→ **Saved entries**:
◇ ◇ ◇ ◇ ◇
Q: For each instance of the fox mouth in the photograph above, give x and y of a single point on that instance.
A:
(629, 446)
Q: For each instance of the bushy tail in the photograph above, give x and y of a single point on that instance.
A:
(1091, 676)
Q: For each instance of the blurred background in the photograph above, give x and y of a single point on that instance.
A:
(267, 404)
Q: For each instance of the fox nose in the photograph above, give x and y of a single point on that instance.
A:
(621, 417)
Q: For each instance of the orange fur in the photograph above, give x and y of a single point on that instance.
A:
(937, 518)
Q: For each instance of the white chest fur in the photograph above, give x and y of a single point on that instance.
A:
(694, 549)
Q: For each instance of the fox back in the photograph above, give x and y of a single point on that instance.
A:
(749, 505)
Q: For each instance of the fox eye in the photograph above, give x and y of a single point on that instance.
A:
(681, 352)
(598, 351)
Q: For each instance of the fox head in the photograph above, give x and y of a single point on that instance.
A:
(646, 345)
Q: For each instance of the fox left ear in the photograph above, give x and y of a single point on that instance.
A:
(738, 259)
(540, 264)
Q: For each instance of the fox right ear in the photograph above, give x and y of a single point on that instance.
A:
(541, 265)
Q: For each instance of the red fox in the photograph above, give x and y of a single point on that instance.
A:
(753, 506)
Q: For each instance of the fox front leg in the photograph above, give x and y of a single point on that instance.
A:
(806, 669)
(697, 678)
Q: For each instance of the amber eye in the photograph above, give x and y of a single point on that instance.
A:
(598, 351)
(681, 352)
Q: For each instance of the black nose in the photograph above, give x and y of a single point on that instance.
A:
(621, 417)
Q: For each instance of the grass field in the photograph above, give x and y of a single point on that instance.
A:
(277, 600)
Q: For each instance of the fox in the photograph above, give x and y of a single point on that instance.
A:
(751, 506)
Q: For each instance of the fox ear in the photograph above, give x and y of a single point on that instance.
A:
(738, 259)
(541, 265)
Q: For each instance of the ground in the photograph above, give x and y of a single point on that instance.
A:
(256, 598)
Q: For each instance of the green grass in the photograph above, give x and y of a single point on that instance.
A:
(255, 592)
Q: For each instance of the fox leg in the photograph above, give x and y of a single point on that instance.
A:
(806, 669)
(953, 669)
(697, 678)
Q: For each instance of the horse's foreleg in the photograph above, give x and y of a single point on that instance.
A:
◇ ◇ ◇ ◇ ◇
→ **Exercise prompt**: Return every line of the data above in which "grass" appears.

→ **Solution for this task**:
Q: For each instance of the grass field in the photograph above, give x and y of a single point on that instance.
Q: For each instance of the green grass in the photograph above, give x and y of a single point on that instance.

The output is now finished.